Problem requirements:
Copy, in full, each line of the material that holds the word "blue".

================================

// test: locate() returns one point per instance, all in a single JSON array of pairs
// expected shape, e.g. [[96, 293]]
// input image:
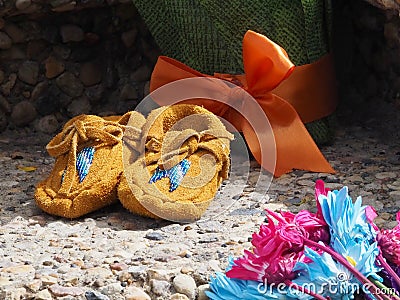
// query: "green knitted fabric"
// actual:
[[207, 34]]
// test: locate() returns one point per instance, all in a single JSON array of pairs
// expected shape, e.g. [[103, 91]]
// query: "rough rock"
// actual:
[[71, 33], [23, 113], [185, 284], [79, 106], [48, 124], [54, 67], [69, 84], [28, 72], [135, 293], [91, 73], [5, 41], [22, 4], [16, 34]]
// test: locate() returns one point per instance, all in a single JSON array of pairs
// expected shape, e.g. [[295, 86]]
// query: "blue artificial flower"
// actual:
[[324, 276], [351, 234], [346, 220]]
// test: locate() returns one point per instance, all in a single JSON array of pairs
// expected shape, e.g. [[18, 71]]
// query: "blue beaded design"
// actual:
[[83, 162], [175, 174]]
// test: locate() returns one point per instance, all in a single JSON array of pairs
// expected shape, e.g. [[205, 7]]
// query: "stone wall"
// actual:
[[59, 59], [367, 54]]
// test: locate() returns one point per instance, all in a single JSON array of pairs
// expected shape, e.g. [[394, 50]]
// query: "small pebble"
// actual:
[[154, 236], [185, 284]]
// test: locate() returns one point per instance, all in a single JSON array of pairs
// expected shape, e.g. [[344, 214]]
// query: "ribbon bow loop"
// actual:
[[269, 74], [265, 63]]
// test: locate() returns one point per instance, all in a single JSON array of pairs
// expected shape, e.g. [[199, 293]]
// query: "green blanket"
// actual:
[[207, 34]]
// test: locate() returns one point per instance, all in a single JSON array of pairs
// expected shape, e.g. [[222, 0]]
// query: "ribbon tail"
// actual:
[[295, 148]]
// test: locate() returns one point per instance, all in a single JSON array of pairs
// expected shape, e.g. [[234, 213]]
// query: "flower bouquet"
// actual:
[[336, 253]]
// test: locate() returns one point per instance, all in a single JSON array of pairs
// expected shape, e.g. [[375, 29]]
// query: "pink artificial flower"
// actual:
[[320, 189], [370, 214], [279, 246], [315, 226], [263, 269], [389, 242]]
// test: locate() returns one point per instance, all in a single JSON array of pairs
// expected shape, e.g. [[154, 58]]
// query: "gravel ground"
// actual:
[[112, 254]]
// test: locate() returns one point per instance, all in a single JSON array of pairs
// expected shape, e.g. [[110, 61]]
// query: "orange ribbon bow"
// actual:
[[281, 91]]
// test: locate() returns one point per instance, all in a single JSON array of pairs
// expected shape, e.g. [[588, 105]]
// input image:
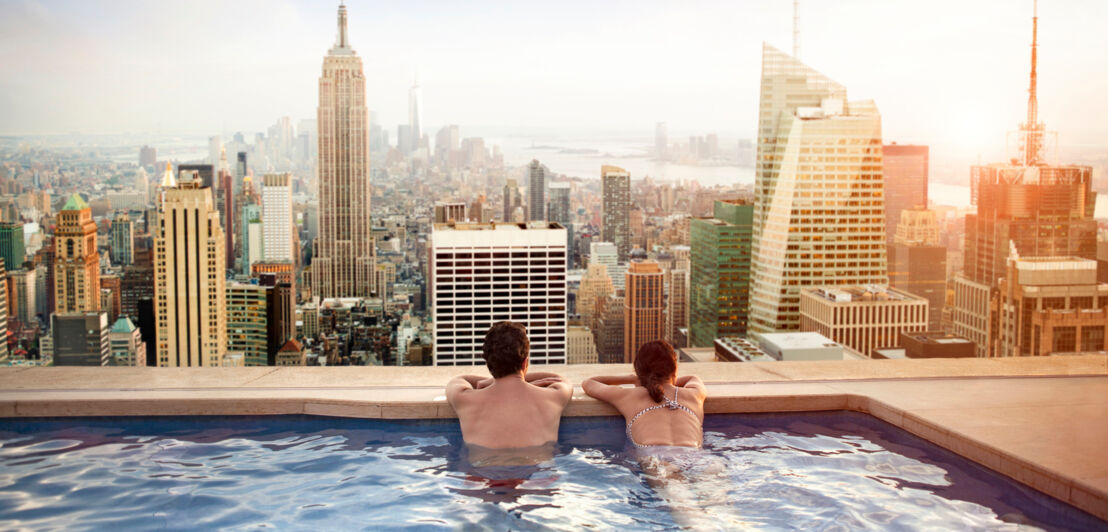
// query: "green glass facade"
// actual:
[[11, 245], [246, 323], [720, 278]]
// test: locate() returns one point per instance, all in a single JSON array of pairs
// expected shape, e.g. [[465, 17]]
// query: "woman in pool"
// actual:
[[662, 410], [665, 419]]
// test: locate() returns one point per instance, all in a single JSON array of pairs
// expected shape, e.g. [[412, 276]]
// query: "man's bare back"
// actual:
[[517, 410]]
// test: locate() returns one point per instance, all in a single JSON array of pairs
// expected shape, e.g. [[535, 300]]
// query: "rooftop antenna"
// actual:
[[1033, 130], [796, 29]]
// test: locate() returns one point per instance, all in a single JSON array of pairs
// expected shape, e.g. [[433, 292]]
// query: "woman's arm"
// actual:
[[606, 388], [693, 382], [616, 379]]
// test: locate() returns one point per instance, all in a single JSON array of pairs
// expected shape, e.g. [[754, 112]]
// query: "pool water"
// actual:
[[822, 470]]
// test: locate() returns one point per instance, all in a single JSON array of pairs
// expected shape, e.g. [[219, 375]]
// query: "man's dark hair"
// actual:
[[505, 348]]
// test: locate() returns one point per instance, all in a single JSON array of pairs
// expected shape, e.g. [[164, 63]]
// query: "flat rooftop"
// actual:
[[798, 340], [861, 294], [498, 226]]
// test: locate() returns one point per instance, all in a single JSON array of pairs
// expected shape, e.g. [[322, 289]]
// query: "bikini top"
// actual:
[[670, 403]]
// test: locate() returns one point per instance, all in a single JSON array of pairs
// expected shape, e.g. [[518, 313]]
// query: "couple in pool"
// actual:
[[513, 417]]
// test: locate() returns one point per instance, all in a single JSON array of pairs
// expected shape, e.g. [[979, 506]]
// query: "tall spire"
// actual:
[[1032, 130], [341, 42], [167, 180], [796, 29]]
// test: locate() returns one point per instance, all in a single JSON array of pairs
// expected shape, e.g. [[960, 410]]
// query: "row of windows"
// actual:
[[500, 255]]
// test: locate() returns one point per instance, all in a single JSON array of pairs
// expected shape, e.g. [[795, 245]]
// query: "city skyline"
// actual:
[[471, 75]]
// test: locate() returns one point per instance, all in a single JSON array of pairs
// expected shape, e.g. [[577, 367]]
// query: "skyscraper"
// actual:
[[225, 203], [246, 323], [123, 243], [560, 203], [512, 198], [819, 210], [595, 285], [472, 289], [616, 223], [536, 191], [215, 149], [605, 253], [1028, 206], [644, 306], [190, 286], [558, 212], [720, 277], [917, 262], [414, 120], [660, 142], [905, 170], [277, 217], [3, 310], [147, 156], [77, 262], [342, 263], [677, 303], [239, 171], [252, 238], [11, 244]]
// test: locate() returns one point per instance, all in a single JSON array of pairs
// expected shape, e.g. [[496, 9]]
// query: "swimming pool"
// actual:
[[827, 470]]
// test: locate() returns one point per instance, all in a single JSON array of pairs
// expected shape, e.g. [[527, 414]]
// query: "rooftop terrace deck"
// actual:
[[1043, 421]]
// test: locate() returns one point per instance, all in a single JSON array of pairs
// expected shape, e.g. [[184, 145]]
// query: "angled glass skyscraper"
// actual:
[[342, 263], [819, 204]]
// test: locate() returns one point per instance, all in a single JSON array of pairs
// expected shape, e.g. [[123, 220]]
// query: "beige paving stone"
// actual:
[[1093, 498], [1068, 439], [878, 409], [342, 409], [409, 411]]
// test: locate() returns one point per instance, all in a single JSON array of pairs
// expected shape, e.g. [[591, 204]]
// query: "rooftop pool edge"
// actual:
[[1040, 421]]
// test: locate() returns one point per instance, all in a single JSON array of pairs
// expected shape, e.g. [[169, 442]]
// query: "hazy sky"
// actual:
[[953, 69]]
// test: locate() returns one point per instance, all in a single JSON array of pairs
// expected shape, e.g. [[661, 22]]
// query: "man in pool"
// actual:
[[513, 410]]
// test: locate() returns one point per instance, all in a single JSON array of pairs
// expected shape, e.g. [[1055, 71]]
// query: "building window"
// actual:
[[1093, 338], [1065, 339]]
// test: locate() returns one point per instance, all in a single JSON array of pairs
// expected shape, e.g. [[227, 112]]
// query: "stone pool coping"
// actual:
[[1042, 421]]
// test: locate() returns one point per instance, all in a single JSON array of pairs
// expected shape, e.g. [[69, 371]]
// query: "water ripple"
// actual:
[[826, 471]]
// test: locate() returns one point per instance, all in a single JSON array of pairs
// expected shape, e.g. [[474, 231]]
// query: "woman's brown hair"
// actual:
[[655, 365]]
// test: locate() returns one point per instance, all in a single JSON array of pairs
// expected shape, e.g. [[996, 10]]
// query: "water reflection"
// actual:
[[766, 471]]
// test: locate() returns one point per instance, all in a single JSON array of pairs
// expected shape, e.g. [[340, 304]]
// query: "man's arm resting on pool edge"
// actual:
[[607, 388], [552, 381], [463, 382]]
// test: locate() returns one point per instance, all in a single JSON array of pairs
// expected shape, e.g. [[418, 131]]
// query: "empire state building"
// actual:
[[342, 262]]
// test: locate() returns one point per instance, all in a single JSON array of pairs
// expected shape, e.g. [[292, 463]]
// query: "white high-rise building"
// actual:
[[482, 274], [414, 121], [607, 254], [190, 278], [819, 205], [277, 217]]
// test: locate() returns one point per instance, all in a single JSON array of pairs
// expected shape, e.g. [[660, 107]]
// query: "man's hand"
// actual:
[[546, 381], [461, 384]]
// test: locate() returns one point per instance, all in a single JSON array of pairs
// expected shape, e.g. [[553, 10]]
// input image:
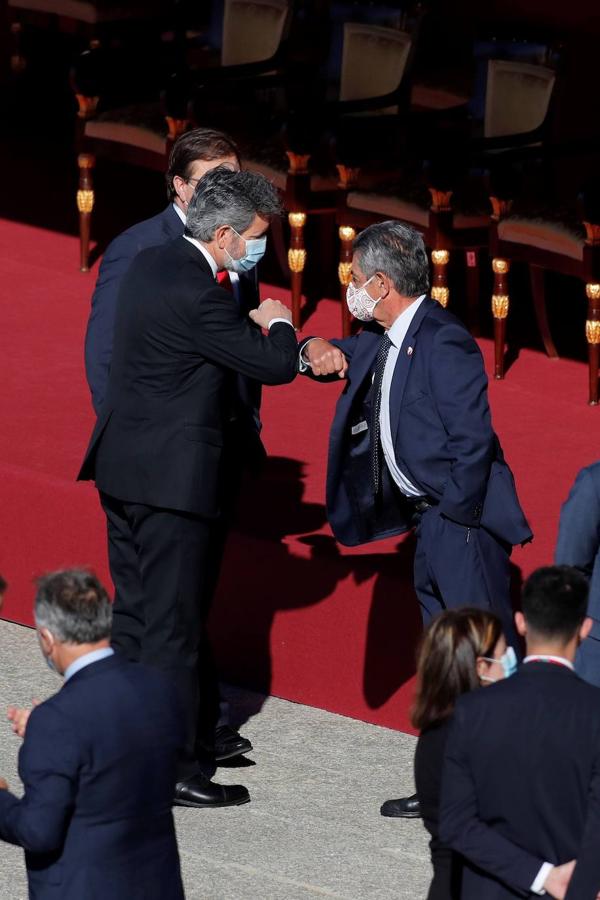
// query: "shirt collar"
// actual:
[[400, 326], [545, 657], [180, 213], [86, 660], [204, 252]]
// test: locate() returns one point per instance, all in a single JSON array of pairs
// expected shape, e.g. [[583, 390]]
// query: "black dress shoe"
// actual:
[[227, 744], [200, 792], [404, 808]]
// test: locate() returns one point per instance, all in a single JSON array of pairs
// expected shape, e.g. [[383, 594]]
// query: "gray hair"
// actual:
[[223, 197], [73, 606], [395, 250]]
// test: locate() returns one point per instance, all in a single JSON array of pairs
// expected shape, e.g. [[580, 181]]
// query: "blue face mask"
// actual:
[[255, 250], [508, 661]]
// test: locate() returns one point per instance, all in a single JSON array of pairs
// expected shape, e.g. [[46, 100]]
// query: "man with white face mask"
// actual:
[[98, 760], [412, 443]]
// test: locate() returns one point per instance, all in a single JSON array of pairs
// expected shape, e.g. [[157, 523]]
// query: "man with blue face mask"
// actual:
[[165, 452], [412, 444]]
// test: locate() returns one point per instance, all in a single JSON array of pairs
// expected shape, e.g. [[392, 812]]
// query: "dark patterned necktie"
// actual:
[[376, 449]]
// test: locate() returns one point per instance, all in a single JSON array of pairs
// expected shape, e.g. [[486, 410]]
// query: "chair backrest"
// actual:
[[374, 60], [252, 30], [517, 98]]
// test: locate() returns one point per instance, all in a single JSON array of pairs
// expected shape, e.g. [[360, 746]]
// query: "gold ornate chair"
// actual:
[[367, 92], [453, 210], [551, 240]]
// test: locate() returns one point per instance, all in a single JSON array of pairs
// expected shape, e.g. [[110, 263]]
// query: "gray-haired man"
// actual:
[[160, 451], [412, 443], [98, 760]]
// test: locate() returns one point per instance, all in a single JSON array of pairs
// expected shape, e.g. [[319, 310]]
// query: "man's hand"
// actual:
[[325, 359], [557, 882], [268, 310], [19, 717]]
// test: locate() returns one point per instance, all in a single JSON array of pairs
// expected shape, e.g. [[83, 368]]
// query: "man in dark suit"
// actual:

================================

Task answer:
// query: "blue artificial flower"
// query: "blue beaded design"
// query: "blue face mask"
// query: "man with blue face mask"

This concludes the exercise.